### [EXERCISE GOAL]
Copy out the listing below with every "instance" changed to "object" and nothing else altered.

### [SUPPLIED DATA]

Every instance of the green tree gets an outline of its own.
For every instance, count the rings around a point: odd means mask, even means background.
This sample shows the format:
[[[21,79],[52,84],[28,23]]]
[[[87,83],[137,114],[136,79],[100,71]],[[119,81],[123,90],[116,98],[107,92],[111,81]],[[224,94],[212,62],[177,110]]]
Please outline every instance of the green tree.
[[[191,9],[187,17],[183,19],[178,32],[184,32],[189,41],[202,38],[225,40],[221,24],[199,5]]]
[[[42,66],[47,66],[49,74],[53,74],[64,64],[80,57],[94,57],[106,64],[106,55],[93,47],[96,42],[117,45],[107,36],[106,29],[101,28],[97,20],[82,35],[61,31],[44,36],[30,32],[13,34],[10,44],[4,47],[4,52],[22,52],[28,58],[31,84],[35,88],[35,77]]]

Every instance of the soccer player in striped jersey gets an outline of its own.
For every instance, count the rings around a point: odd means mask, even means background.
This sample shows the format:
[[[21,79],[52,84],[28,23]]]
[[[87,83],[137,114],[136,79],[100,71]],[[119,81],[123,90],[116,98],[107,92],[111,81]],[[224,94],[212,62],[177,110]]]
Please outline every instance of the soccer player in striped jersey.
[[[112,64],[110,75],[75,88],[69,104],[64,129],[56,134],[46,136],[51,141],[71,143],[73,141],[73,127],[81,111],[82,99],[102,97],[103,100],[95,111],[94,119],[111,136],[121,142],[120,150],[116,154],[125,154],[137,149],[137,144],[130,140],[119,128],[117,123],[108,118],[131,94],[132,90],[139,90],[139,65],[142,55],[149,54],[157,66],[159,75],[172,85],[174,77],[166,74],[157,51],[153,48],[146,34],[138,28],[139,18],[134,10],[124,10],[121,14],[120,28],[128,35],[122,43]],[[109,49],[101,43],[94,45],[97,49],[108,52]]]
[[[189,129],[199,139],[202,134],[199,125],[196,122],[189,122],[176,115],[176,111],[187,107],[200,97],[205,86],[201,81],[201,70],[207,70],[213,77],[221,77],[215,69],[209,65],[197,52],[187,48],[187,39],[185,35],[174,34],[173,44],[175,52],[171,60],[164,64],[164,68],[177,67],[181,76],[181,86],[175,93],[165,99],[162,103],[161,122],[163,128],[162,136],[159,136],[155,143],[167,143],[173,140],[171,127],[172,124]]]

### [ANSWER TO THIS EXERCISE]
Every object of the green tree gets an outline of its own.
For every object, count the rings around a point: odd means mask, even means background.
This sample shows the format:
[[[21,79],[52,84],[28,23]]]
[[[87,83],[137,114],[136,79],[100,71]],[[119,81],[123,90],[116,98],[107,92],[111,81]],[[224,94],[212,62],[177,110]]]
Please outline every object of the green tree.
[[[191,9],[187,17],[183,19],[178,32],[184,32],[189,41],[202,38],[225,40],[221,24],[199,5]]]
[[[42,66],[47,66],[49,74],[53,74],[64,64],[80,57],[94,57],[106,64],[106,55],[93,47],[96,42],[117,45],[107,36],[106,29],[101,28],[97,20],[82,35],[61,31],[44,36],[30,32],[13,34],[10,44],[4,47],[4,52],[22,52],[28,58],[31,84],[35,88],[35,77]]]

Every object of the soccer player in striped jersey gets an outline of its own.
For every object, count the rings around a point: odd means mask, even means background.
This sample shows the format:
[[[21,79],[52,84],[28,23]]]
[[[87,83],[137,114],[136,79],[100,71]],[[119,81],[123,90],[116,98],[107,92],[111,81]],[[224,94],[212,62],[177,110]]]
Please outline every object of the soccer player in striped jersey.
[[[112,64],[110,75],[75,88],[69,104],[64,129],[56,134],[46,136],[51,141],[71,143],[73,141],[73,127],[81,111],[82,99],[102,97],[103,100],[95,111],[94,119],[111,136],[121,142],[120,150],[116,154],[125,154],[137,149],[137,144],[130,140],[119,128],[117,123],[108,118],[131,94],[132,90],[139,90],[139,65],[142,55],[149,54],[157,66],[159,75],[172,85],[174,77],[166,74],[157,51],[153,48],[146,34],[138,28],[139,18],[134,10],[124,10],[121,14],[120,28],[128,35],[122,43]],[[109,49],[101,43],[94,45],[97,49],[108,52]]]
[[[189,129],[199,139],[202,134],[199,125],[196,122],[189,122],[176,115],[176,111],[187,107],[200,97],[205,86],[201,81],[201,70],[207,70],[213,77],[221,77],[215,69],[209,65],[197,52],[187,48],[187,39],[185,35],[174,34],[173,44],[175,52],[171,60],[164,64],[164,68],[177,67],[181,76],[181,86],[175,93],[165,99],[162,103],[161,122],[163,128],[162,136],[159,136],[155,143],[167,143],[173,140],[171,127],[172,124]]]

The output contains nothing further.